◆ **Required work**
Write all of the lines below out again, exactly as they stand.

(Records from a data collection)
^^^^
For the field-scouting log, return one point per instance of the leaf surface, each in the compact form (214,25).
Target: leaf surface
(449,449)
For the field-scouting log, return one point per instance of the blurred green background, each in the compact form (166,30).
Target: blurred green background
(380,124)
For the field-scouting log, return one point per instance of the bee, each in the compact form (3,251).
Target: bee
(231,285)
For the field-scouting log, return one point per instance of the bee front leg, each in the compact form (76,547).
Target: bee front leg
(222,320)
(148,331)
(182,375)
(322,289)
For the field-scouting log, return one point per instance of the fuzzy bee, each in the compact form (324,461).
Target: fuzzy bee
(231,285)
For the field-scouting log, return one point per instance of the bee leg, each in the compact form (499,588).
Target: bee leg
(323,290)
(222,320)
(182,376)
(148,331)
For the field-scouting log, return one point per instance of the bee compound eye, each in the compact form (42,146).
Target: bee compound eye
^^^^
◆ **Result of this exercise**
For the field-scouting log, return one point per instance of the leaf surface, each in the compact form (214,25).
Target: leaf surface
(449,449)
For the field-scouting log, return one point per instance of the blurred green background, each in the compact form (166,30).
Target: blurred green background
(380,124)
For the field-scouting log, return one point per instance of the bee, each in the compact form (3,251).
Target: bee
(231,285)
For the field-scouting log, return one point per instance of the bee front leg, each in the compact form (76,547).
Target: bee front leg
(222,320)
(148,331)
(182,375)
(322,289)
For the field-scouting log, return one point per instance of the fuzzy bee, each in the compact form (324,461).
Target: fuzzy bee
(231,285)
For the field-scouting log, return one point per instance of the bee leg, each in the compact form (499,588).
Target: bee leg
(323,290)
(222,320)
(182,376)
(148,331)
For the field-scouting log, return one point per instance of the bee compound eye, each in the compact form (42,146).
Target: bee compound eye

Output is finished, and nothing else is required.